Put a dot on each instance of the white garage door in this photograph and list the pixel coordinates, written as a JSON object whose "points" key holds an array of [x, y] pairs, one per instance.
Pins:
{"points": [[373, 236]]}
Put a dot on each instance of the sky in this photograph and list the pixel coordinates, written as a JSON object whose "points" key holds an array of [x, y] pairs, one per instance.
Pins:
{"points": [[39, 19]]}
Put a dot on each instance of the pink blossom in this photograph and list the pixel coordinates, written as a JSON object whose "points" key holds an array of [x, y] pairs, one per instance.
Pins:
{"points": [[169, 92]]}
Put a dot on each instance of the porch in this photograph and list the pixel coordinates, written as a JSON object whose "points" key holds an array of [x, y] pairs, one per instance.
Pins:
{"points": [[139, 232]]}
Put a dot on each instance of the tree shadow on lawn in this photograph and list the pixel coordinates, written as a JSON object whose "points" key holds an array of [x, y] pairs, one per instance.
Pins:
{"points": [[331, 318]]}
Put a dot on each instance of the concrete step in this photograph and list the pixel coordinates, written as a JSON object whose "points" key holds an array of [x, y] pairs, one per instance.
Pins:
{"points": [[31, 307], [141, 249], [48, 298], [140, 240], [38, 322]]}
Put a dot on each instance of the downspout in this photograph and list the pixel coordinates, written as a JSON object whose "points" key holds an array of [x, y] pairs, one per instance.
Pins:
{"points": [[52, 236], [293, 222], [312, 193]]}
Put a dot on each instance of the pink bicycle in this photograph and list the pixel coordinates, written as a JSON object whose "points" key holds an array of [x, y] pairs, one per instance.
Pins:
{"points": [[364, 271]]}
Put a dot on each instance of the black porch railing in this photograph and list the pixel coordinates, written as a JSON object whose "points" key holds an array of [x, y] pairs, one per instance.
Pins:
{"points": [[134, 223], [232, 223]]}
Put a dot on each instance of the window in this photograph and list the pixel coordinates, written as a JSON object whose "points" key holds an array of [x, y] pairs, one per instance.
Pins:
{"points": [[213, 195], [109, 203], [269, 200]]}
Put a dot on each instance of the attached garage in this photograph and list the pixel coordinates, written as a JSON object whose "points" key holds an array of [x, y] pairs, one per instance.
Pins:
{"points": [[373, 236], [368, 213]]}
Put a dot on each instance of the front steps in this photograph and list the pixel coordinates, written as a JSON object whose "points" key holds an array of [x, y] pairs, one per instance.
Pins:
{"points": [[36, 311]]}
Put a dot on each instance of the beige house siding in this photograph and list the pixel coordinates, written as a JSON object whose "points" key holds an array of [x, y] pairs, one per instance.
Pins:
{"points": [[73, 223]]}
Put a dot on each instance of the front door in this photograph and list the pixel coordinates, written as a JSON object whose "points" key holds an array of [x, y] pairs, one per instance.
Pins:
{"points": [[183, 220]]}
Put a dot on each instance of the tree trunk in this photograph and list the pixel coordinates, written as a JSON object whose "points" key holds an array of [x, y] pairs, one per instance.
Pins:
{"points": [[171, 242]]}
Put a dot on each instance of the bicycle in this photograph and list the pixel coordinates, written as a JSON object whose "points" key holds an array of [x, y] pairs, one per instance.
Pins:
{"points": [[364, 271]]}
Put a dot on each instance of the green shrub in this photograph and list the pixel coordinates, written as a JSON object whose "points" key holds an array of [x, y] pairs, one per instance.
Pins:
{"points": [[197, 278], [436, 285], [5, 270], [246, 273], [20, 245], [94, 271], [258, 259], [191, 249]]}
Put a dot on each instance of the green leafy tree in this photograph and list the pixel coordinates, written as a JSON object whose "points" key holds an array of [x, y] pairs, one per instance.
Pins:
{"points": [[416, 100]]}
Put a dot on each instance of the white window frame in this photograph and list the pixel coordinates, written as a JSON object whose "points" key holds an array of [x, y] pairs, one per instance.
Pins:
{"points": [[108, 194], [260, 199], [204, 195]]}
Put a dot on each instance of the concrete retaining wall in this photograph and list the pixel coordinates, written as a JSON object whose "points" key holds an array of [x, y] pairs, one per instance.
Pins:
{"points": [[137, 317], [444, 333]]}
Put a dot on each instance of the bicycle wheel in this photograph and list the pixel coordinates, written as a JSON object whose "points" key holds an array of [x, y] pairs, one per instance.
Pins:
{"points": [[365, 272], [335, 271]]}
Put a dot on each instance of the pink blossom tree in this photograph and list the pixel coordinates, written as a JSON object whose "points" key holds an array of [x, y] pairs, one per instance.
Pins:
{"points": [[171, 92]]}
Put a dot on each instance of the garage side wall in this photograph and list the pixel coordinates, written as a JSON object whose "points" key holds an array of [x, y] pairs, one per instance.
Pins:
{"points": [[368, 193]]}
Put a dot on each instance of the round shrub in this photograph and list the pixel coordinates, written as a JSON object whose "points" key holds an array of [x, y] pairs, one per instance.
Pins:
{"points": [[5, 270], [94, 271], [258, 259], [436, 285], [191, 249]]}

======

[WHAT THE TASK ASKS]: Each record must be repeated exactly as it is.

[ANSWER]:
Put a dot on each instance of the white garage door in this photograph and list the pixel coordinates, written as a JSON object whose "points" key holds an array of [x, y] pairs, one per instance.
Pins:
{"points": [[373, 236]]}
Put a dot on each instance of the sky in this photograph and list the pixel coordinates, written as a JSON object whose "points" key holds an array of [x, y] pairs, one per instance.
Pins:
{"points": [[39, 19]]}
Put a dot on each instance of the pink blossom in this photograph and list the pixel coordinates, written as a JSON object whose "points" key holds an array of [x, y] pairs, one per instance.
Pins:
{"points": [[169, 92]]}
Put a dot on each instance of the porch in this photograph and list the pixel coordinates, written as a JSON object whose "points" key holds an array of [x, y] pairs, one per instance.
Pins:
{"points": [[139, 232]]}
Put a dot on each instance of the tree shadow on lawn in this photograph and list the pixel coordinates, written as a JSON object whose "points" key holds an array of [x, y] pairs, one per instance.
Pins:
{"points": [[331, 318]]}
Put a dot on each instance of the concrete step in this photograph and list the pixel coordinates, written as a JSON object whose "points" key holds an array of [x, y] pairs, one per instance.
Pins:
{"points": [[31, 307], [141, 249], [48, 298], [140, 240], [38, 322]]}
Put a dot on each instance of the downspout in this photograph and list the pixel coordinates, written as a JSON object whose "points" key holds an array of [x, y] pairs, one per instance.
Pins:
{"points": [[52, 236], [293, 222], [312, 193]]}
Put a dot on each instance of the pink bicycle in this photograph and list the pixel coordinates, written as a JSON object whose "points" key holds an array of [x, y] pairs, one per instance.
Pins:
{"points": [[364, 271]]}
Put a dot on each instance of the black porch railing in this photograph and list the pixel coordinates, written as a JSON object whose "points" key holds an array of [x, y] pairs, one per instance.
Pins:
{"points": [[134, 223], [232, 223]]}
Put a dot on each instance of the window in this photograph and list the pixel coordinates, written as a JSON object whose "points" key holds an array of [x, y] pairs, one per instance.
Pins:
{"points": [[213, 195], [109, 203], [269, 200]]}
Put a dot on each instance of the attached garage in this photograph and list the pixel coordinates, written as a JSON object whose "points" key holds an array of [x, y] pairs, one per instance.
Pins:
{"points": [[373, 236], [368, 213]]}
Put a dot on each instance of the front steps in this photograph and list the pixel coordinates, written as a JSON object whose "points" key holds an array of [x, y] pairs, one per instance.
Pins:
{"points": [[36, 311]]}
Put a dot on each instance of the beige house siding in this photograph and list the pixel coordinates, written as a JSON object whose "points" key holds an array of [x, y] pairs, one per instance.
Pins:
{"points": [[73, 223]]}
Put a dot on each instance of the front door in this photograph and list the pixel coordinates, written as a JSON object whose "points" key holds an array of [x, y] pairs, one per instance.
Pins:
{"points": [[183, 220]]}
Put a dot on each instance of the tree trunk in this photograph and list the pixel coordinates, written as a JSON object whose "points" key holds an array of [x, y] pairs, one per instance.
Pins:
{"points": [[171, 242]]}
Put a dot on each instance of the bicycle in this photograph and list the pixel coordinates, written as a JSON object whose "points" key holds an array of [x, y] pairs, one per instance.
Pins:
{"points": [[364, 271]]}
Put a dot on each instance of the green shrub in this photograph and list the pixel coordinates, written as a JSON object whose "points" key holds an array of [x, y] pairs, one per instance.
Pins:
{"points": [[197, 278], [436, 285], [5, 270], [246, 273], [20, 245], [94, 271], [258, 259], [191, 249]]}
Put a dot on each instance of the green leafy tree in this photograph and list the pixel coordinates, written as a JSON object whose "points" key holds an array of [x, y] pairs, one per instance.
Pins:
{"points": [[416, 100]]}
Put a dot on each instance of the white window frame in this photograph and list the pixel coordinates, written as a JSON object whose "points" key holds an array of [x, y] pairs, one per instance.
Pins:
{"points": [[108, 194], [260, 199], [204, 195]]}
Put a dot on each instance of the concrete retaining wall in this photograph and list the pixel coordinates, written as a JSON object whose "points" key holds an array of [x, y] pairs, one per instance.
Pins:
{"points": [[137, 317], [444, 333]]}
Put a dot on each instance of the bicycle wheel in this photograph and list the pixel coordinates, written as a JSON object whose "points" key holds an array of [x, y] pairs, one per instance.
Pins:
{"points": [[365, 272], [335, 271]]}
Put a dot on each instance of the pink blossom tree in this photograph and list the pixel coordinates, written as a JSON object whose "points" key holds an array of [x, y] pairs, one per instance.
Pins:
{"points": [[171, 92]]}
Put a dot on each instance of the garage side wall in this photograph and list the pixel coordinates, written as a JSON object whose "points" key holds an array of [x, y] pairs, one per instance.
Pins:
{"points": [[368, 193]]}
Put a dot on each instance of the round shrub in this photograph and list the pixel coordinates, written as a JSON object whose "points" key holds an array of [x, y] pairs, one per instance.
Pins:
{"points": [[5, 270], [94, 271], [258, 259], [436, 285], [191, 249]]}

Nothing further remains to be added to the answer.